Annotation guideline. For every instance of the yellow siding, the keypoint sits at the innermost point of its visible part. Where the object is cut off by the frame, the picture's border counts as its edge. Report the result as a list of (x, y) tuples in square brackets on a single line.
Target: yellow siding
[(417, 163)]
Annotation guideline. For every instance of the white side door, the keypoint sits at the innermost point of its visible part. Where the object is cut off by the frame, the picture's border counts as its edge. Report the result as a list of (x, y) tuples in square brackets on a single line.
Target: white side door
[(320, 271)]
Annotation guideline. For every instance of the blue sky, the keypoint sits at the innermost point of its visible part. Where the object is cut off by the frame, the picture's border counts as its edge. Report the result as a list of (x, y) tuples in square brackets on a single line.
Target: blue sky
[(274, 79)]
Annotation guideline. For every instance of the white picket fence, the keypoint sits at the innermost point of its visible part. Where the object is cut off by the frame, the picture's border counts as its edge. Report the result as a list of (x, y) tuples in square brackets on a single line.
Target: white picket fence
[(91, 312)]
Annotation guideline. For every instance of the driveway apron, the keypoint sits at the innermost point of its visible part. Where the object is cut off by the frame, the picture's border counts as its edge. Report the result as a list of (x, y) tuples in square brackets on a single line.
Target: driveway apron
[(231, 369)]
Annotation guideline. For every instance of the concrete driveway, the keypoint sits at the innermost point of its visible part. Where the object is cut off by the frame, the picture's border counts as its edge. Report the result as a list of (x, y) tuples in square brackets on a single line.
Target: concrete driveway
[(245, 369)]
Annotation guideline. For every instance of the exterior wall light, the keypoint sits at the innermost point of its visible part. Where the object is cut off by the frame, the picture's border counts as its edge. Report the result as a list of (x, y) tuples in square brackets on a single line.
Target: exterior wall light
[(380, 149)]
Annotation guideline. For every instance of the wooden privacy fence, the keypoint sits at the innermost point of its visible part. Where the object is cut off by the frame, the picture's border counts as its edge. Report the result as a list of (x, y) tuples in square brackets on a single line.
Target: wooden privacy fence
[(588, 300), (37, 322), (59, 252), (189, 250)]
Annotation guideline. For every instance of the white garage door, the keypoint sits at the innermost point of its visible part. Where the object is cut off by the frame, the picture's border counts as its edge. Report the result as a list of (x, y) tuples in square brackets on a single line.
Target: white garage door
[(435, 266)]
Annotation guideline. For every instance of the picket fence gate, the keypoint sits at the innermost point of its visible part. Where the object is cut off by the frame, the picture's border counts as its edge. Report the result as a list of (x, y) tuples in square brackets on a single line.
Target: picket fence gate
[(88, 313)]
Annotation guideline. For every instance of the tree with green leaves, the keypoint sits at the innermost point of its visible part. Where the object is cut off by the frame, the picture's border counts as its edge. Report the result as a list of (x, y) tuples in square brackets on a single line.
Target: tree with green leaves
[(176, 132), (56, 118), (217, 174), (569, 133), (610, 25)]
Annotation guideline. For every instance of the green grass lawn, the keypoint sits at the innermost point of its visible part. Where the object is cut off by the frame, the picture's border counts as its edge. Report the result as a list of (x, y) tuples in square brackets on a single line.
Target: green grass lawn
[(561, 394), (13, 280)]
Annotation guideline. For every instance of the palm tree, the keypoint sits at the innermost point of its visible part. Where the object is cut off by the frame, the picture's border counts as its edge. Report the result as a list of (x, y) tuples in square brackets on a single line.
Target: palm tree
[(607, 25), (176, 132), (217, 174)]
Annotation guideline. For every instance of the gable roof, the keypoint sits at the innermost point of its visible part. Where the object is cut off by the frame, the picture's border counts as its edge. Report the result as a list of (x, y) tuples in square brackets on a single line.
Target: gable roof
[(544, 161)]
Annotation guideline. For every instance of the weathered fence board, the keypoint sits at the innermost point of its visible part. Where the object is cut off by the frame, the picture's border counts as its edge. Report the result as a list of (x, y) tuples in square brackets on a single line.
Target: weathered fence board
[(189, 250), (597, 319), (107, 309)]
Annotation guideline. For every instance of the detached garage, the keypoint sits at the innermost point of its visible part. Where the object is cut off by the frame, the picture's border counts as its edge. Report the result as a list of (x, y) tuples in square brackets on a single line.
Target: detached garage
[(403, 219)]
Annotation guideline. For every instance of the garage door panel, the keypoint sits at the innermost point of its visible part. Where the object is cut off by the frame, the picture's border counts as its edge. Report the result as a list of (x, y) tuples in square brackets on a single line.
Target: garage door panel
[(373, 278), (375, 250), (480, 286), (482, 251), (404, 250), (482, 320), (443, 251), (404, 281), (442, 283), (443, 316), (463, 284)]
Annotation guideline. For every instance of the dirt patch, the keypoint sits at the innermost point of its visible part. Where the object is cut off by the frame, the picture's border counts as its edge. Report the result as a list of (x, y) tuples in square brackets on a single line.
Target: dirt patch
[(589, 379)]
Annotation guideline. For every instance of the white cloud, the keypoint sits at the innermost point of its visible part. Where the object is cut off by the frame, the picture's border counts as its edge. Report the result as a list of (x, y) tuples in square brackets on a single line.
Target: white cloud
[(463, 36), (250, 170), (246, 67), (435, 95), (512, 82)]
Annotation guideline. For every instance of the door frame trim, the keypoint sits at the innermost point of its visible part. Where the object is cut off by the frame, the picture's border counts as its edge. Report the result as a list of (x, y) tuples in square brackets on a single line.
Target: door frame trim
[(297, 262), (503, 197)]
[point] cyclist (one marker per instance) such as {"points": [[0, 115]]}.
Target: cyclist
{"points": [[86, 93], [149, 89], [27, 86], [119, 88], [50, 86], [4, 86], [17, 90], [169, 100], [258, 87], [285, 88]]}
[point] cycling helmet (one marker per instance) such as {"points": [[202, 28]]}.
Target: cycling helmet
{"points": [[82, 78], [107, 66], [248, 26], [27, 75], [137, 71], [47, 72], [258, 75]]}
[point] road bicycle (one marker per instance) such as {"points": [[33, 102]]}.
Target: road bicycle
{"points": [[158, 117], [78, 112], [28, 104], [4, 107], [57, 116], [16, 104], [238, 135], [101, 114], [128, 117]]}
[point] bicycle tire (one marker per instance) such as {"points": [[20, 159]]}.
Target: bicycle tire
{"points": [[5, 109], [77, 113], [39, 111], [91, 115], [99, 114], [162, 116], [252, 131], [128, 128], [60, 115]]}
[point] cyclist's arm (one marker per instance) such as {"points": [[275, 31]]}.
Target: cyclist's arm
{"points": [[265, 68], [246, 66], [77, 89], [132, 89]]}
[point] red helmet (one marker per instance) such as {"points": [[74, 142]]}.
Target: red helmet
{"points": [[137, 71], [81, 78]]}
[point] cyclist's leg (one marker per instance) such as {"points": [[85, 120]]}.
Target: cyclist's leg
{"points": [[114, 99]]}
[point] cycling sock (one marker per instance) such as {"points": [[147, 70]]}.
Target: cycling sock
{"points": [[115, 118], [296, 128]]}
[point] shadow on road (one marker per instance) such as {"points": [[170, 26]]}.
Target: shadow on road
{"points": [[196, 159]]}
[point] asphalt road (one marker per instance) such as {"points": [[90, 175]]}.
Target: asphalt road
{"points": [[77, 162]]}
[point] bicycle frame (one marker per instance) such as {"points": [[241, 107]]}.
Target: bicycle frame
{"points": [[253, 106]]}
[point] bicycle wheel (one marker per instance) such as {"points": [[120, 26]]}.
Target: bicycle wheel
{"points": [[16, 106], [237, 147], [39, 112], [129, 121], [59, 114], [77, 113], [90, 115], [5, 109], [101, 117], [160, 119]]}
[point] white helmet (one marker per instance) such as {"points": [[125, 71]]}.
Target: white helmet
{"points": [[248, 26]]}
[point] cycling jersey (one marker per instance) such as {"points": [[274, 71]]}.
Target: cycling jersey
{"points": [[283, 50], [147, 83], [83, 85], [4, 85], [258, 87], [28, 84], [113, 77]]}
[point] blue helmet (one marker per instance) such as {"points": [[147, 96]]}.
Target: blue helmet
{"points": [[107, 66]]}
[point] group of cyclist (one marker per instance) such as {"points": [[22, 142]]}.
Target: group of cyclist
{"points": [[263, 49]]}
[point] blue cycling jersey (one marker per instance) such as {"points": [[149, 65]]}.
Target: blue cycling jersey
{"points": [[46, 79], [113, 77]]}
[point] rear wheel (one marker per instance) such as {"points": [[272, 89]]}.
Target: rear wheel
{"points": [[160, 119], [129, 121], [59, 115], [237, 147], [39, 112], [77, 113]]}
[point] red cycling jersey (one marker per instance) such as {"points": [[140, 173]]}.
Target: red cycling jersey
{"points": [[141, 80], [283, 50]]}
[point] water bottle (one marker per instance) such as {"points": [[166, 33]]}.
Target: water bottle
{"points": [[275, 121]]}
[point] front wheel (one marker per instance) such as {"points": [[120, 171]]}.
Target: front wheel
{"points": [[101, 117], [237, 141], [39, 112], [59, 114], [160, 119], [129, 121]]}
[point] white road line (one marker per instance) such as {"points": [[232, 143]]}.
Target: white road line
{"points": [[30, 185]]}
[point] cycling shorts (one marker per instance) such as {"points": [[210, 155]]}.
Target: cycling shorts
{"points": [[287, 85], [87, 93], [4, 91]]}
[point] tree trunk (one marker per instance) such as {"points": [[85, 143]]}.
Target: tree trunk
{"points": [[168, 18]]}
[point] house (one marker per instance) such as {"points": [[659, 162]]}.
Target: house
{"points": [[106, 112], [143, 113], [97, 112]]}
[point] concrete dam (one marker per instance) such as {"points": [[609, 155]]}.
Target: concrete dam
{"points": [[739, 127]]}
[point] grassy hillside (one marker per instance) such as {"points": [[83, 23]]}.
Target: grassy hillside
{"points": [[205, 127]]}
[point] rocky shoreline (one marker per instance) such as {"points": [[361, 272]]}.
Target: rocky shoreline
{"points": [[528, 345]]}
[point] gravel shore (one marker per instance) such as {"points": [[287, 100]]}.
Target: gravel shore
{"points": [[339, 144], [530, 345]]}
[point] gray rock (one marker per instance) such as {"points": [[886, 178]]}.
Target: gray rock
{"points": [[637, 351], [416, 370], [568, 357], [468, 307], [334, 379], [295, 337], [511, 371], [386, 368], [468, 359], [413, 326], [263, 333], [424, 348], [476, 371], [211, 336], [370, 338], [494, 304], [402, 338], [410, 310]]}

→ **STATED TASK**: Set down, word for word, everything from the start of the listing down to and including the line that contains "[(417, 163)]".

→ **WRITTEN RESPONSE**:
Annotation guideline. For every instance of the yellow siding, the keypoint sits at the innermost point of its visible part. Where the object is cut off by the frame, the picture's border counts as its edge. Report the result as a list of (x, y) tuples in square brackets on a single line.
Target: yellow siding
[(417, 163)]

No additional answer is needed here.